Task to carry out:
From the records that follow, set down word for word every line between the one holding "the red rock" and the one holding "[[374, 135], [297, 134], [453, 131]]", inclusive, and nothing else.

The records:

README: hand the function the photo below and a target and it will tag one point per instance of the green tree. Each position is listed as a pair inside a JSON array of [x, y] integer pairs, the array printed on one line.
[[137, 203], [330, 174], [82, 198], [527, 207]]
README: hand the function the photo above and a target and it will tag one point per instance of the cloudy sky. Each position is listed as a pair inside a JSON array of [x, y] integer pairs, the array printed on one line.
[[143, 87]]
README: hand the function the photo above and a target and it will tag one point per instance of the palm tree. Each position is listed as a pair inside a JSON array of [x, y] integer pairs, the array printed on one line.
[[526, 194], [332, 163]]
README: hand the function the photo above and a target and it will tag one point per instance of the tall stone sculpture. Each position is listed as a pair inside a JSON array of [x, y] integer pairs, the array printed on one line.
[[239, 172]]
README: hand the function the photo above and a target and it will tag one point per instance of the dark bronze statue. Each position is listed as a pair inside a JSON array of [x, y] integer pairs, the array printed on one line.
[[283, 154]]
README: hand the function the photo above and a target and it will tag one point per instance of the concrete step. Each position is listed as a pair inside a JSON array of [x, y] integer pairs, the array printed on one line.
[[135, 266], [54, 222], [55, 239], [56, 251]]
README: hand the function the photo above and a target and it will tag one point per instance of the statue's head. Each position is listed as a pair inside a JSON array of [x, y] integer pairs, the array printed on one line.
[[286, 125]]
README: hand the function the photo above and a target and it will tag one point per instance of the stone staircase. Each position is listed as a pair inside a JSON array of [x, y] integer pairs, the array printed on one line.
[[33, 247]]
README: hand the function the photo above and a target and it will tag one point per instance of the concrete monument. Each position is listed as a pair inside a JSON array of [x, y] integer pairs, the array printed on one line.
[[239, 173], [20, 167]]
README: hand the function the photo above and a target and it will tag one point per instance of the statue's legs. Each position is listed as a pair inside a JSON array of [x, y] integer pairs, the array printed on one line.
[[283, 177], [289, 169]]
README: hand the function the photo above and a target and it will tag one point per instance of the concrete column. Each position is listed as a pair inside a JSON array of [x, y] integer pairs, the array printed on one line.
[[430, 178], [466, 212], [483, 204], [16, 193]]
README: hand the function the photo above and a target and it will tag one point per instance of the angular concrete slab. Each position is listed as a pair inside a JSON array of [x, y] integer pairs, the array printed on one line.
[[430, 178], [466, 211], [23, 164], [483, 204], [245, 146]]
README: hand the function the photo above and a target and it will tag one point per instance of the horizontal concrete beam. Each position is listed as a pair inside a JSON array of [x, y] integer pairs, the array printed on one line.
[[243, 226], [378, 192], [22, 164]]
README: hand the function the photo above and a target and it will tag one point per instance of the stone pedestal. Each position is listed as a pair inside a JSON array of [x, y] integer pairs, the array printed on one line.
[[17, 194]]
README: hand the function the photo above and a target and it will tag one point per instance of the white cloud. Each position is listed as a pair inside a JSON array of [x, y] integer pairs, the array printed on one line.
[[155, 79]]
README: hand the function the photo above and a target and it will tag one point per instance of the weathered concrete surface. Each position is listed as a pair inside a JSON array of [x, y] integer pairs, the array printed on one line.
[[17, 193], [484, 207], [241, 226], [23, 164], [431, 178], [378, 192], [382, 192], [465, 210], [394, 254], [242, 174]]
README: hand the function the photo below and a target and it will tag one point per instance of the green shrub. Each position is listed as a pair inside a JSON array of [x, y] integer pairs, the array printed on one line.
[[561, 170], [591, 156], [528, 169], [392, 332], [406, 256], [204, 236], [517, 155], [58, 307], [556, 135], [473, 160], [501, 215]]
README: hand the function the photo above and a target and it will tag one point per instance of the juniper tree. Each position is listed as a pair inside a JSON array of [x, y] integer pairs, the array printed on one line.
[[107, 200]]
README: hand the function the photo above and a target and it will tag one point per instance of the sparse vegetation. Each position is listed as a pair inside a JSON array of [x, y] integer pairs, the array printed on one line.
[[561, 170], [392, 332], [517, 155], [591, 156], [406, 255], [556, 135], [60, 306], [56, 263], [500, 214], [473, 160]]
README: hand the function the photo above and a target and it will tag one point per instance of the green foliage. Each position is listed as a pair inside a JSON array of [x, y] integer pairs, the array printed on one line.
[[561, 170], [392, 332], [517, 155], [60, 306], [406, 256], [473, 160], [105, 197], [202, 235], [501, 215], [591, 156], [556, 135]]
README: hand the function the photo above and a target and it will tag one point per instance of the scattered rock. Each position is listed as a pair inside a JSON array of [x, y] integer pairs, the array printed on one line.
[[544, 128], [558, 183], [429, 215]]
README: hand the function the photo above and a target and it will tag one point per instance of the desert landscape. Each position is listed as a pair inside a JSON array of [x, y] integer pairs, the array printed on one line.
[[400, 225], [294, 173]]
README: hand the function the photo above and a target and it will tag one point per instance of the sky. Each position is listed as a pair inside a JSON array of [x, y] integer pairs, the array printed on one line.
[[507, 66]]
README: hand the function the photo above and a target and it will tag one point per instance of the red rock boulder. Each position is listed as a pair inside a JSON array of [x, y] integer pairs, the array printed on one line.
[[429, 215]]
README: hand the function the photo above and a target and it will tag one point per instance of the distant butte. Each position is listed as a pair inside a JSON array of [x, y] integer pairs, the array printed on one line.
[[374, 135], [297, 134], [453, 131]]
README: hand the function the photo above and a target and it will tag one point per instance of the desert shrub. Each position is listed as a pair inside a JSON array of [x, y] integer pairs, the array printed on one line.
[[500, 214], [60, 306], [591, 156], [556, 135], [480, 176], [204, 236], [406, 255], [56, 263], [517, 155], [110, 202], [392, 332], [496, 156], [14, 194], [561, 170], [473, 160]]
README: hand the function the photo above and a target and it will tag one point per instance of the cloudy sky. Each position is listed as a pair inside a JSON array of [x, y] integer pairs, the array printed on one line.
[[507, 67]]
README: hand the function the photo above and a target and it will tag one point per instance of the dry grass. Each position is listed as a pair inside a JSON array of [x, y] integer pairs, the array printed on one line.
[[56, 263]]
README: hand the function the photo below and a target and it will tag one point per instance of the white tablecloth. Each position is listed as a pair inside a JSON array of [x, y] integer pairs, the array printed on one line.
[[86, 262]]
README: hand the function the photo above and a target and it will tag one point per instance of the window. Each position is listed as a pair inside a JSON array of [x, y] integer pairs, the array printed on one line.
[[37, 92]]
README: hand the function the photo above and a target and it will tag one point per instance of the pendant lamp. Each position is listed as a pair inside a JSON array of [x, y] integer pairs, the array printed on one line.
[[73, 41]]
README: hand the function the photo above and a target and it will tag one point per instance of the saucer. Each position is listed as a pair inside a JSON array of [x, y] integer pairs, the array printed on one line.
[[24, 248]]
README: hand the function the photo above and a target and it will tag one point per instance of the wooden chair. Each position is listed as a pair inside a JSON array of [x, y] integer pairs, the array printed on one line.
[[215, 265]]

Correct answer:
README: hand the function the photo above and a target and it will tag one point per instance of the red rock boulder. Each position is listed as a pair inside a JSON array of [x, y] integer pairs, the array printed on one line.
[[429, 215]]
README: hand the function the photo above and a target and it will tag one point per instance of the distant butte. Each position is listed as a pair inside a JSON array of [x, y] integer pairs, the array printed on one line.
[[374, 135], [297, 134], [453, 131]]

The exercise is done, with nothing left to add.